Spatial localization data
+---+

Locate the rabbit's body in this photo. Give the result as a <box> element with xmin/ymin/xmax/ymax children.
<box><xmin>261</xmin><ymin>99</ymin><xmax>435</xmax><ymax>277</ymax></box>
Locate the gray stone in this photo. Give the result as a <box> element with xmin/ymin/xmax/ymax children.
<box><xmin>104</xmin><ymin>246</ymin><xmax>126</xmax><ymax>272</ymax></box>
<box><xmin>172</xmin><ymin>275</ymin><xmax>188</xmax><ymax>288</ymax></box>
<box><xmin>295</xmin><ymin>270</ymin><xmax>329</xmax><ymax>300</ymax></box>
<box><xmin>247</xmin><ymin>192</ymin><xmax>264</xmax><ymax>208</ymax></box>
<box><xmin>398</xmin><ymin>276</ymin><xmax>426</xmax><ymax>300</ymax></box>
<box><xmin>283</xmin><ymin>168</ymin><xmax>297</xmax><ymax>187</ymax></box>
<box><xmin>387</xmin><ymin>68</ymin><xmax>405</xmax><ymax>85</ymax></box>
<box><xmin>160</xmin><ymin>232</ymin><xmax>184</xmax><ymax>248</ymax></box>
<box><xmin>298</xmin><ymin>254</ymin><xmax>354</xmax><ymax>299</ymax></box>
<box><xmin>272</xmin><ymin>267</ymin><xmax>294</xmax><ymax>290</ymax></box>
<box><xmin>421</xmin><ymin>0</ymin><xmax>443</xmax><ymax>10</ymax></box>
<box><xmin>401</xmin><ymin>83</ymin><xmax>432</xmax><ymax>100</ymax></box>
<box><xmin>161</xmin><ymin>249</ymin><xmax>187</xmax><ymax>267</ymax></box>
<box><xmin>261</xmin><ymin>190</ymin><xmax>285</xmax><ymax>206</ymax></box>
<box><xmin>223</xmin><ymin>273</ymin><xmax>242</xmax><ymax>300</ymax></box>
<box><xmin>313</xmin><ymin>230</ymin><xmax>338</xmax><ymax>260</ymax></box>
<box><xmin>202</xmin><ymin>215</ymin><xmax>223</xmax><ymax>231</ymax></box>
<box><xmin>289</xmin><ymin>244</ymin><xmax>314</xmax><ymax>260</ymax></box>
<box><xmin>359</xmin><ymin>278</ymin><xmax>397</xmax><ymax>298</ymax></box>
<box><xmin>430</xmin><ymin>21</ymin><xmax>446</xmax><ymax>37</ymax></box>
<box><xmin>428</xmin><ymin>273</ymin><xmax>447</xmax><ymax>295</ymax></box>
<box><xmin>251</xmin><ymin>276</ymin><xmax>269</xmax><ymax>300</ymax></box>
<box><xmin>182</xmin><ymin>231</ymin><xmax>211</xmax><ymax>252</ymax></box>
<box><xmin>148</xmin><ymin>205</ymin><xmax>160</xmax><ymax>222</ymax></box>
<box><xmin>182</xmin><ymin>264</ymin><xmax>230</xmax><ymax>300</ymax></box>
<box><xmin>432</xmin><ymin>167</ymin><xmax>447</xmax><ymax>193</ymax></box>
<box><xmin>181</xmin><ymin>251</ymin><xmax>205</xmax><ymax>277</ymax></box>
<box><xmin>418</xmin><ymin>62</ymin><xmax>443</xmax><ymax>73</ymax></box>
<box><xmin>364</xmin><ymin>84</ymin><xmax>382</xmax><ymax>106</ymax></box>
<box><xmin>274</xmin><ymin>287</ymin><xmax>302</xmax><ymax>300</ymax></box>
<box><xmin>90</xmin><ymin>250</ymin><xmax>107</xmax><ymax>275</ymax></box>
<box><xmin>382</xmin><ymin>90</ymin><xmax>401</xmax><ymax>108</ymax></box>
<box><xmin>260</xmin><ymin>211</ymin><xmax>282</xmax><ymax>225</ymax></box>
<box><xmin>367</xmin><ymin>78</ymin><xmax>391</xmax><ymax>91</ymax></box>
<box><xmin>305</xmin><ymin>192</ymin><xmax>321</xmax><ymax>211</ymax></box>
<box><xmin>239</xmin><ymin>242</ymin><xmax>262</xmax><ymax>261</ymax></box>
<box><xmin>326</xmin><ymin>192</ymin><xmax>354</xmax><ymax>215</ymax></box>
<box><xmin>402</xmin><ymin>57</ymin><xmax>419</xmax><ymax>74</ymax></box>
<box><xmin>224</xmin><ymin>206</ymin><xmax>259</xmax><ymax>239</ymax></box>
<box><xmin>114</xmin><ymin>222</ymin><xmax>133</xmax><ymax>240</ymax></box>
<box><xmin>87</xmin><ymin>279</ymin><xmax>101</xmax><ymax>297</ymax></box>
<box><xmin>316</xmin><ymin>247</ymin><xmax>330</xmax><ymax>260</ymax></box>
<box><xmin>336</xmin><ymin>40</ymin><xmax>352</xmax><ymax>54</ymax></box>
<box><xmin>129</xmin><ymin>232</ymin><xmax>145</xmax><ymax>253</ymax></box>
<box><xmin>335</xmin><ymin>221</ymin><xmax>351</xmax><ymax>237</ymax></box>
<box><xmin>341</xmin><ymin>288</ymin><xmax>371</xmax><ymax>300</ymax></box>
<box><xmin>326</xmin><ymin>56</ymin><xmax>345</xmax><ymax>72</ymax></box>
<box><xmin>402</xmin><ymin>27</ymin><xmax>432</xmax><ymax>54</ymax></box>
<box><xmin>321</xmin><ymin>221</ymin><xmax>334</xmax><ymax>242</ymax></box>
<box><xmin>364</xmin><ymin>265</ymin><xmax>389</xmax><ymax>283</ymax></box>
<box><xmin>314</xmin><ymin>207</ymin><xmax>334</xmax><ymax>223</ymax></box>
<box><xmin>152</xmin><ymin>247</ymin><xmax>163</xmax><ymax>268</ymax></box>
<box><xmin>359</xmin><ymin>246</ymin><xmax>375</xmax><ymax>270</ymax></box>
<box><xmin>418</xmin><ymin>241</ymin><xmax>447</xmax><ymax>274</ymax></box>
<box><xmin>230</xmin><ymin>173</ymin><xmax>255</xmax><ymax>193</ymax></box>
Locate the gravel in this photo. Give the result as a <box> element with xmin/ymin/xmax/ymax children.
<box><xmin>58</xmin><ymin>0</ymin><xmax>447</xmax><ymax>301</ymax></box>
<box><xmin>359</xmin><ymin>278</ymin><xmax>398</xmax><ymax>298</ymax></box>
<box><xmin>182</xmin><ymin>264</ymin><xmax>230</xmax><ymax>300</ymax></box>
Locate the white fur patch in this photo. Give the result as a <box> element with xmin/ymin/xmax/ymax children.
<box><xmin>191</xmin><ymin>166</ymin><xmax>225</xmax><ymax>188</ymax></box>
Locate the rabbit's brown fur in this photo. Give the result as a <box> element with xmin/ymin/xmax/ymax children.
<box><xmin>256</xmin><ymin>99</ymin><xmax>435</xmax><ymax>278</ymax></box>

+---+

• _ABOUT THIS TASK_: The answer is the full data, repeated exactly as shown.

• _WRITTEN SOLUTION_:
Locate the rabbit's body in this photo. Give the result as a <box> element with xmin/ymin/xmax/ymax children.
<box><xmin>261</xmin><ymin>99</ymin><xmax>435</xmax><ymax>277</ymax></box>
Locate the gray stone in this photo. Give the result as a <box> element with xmin/ymin/xmax/ymax children.
<box><xmin>104</xmin><ymin>246</ymin><xmax>126</xmax><ymax>272</ymax></box>
<box><xmin>172</xmin><ymin>275</ymin><xmax>188</xmax><ymax>288</ymax></box>
<box><xmin>295</xmin><ymin>270</ymin><xmax>329</xmax><ymax>300</ymax></box>
<box><xmin>247</xmin><ymin>192</ymin><xmax>264</xmax><ymax>208</ymax></box>
<box><xmin>398</xmin><ymin>276</ymin><xmax>426</xmax><ymax>300</ymax></box>
<box><xmin>283</xmin><ymin>168</ymin><xmax>297</xmax><ymax>187</ymax></box>
<box><xmin>387</xmin><ymin>68</ymin><xmax>405</xmax><ymax>85</ymax></box>
<box><xmin>160</xmin><ymin>232</ymin><xmax>184</xmax><ymax>248</ymax></box>
<box><xmin>298</xmin><ymin>254</ymin><xmax>354</xmax><ymax>299</ymax></box>
<box><xmin>272</xmin><ymin>267</ymin><xmax>294</xmax><ymax>290</ymax></box>
<box><xmin>421</xmin><ymin>0</ymin><xmax>443</xmax><ymax>10</ymax></box>
<box><xmin>401</xmin><ymin>83</ymin><xmax>432</xmax><ymax>100</ymax></box>
<box><xmin>161</xmin><ymin>249</ymin><xmax>187</xmax><ymax>267</ymax></box>
<box><xmin>261</xmin><ymin>190</ymin><xmax>285</xmax><ymax>206</ymax></box>
<box><xmin>223</xmin><ymin>273</ymin><xmax>242</xmax><ymax>300</ymax></box>
<box><xmin>313</xmin><ymin>230</ymin><xmax>338</xmax><ymax>260</ymax></box>
<box><xmin>202</xmin><ymin>215</ymin><xmax>223</xmax><ymax>231</ymax></box>
<box><xmin>289</xmin><ymin>244</ymin><xmax>314</xmax><ymax>260</ymax></box>
<box><xmin>359</xmin><ymin>278</ymin><xmax>397</xmax><ymax>298</ymax></box>
<box><xmin>430</xmin><ymin>21</ymin><xmax>446</xmax><ymax>37</ymax></box>
<box><xmin>428</xmin><ymin>273</ymin><xmax>447</xmax><ymax>295</ymax></box>
<box><xmin>251</xmin><ymin>276</ymin><xmax>269</xmax><ymax>300</ymax></box>
<box><xmin>182</xmin><ymin>231</ymin><xmax>211</xmax><ymax>252</ymax></box>
<box><xmin>148</xmin><ymin>205</ymin><xmax>160</xmax><ymax>222</ymax></box>
<box><xmin>182</xmin><ymin>264</ymin><xmax>230</xmax><ymax>300</ymax></box>
<box><xmin>432</xmin><ymin>167</ymin><xmax>447</xmax><ymax>193</ymax></box>
<box><xmin>181</xmin><ymin>251</ymin><xmax>205</xmax><ymax>277</ymax></box>
<box><xmin>418</xmin><ymin>62</ymin><xmax>443</xmax><ymax>73</ymax></box>
<box><xmin>364</xmin><ymin>84</ymin><xmax>382</xmax><ymax>106</ymax></box>
<box><xmin>274</xmin><ymin>287</ymin><xmax>302</xmax><ymax>300</ymax></box>
<box><xmin>90</xmin><ymin>250</ymin><xmax>107</xmax><ymax>275</ymax></box>
<box><xmin>382</xmin><ymin>90</ymin><xmax>401</xmax><ymax>108</ymax></box>
<box><xmin>260</xmin><ymin>211</ymin><xmax>282</xmax><ymax>225</ymax></box>
<box><xmin>367</xmin><ymin>78</ymin><xmax>391</xmax><ymax>91</ymax></box>
<box><xmin>305</xmin><ymin>192</ymin><xmax>321</xmax><ymax>211</ymax></box>
<box><xmin>239</xmin><ymin>242</ymin><xmax>262</xmax><ymax>261</ymax></box>
<box><xmin>326</xmin><ymin>192</ymin><xmax>354</xmax><ymax>215</ymax></box>
<box><xmin>402</xmin><ymin>57</ymin><xmax>419</xmax><ymax>74</ymax></box>
<box><xmin>224</xmin><ymin>206</ymin><xmax>259</xmax><ymax>239</ymax></box>
<box><xmin>114</xmin><ymin>222</ymin><xmax>133</xmax><ymax>240</ymax></box>
<box><xmin>87</xmin><ymin>279</ymin><xmax>101</xmax><ymax>297</ymax></box>
<box><xmin>316</xmin><ymin>247</ymin><xmax>330</xmax><ymax>260</ymax></box>
<box><xmin>336</xmin><ymin>40</ymin><xmax>352</xmax><ymax>54</ymax></box>
<box><xmin>129</xmin><ymin>232</ymin><xmax>145</xmax><ymax>253</ymax></box>
<box><xmin>335</xmin><ymin>221</ymin><xmax>351</xmax><ymax>237</ymax></box>
<box><xmin>341</xmin><ymin>288</ymin><xmax>371</xmax><ymax>300</ymax></box>
<box><xmin>326</xmin><ymin>56</ymin><xmax>345</xmax><ymax>72</ymax></box>
<box><xmin>402</xmin><ymin>27</ymin><xmax>432</xmax><ymax>54</ymax></box>
<box><xmin>321</xmin><ymin>221</ymin><xmax>334</xmax><ymax>242</ymax></box>
<box><xmin>364</xmin><ymin>265</ymin><xmax>389</xmax><ymax>283</ymax></box>
<box><xmin>314</xmin><ymin>207</ymin><xmax>334</xmax><ymax>223</ymax></box>
<box><xmin>152</xmin><ymin>247</ymin><xmax>163</xmax><ymax>268</ymax></box>
<box><xmin>359</xmin><ymin>246</ymin><xmax>375</xmax><ymax>270</ymax></box>
<box><xmin>418</xmin><ymin>241</ymin><xmax>447</xmax><ymax>274</ymax></box>
<box><xmin>230</xmin><ymin>173</ymin><xmax>255</xmax><ymax>193</ymax></box>
Locate the gravel in this photo. Give the result as a <box> element with xmin/ymin/xmax/ymax children.
<box><xmin>58</xmin><ymin>0</ymin><xmax>447</xmax><ymax>301</ymax></box>
<box><xmin>359</xmin><ymin>278</ymin><xmax>398</xmax><ymax>298</ymax></box>
<box><xmin>182</xmin><ymin>264</ymin><xmax>230</xmax><ymax>300</ymax></box>
Locate the white fur patch in this photo. Give the result as a <box> element with xmin/ymin/xmax/ymax children.
<box><xmin>191</xmin><ymin>166</ymin><xmax>225</xmax><ymax>188</ymax></box>
Locate the rabbit's brown fur in this photo. Give the result as a <box> element with xmin/ymin/xmax/ymax children.
<box><xmin>256</xmin><ymin>99</ymin><xmax>435</xmax><ymax>278</ymax></box>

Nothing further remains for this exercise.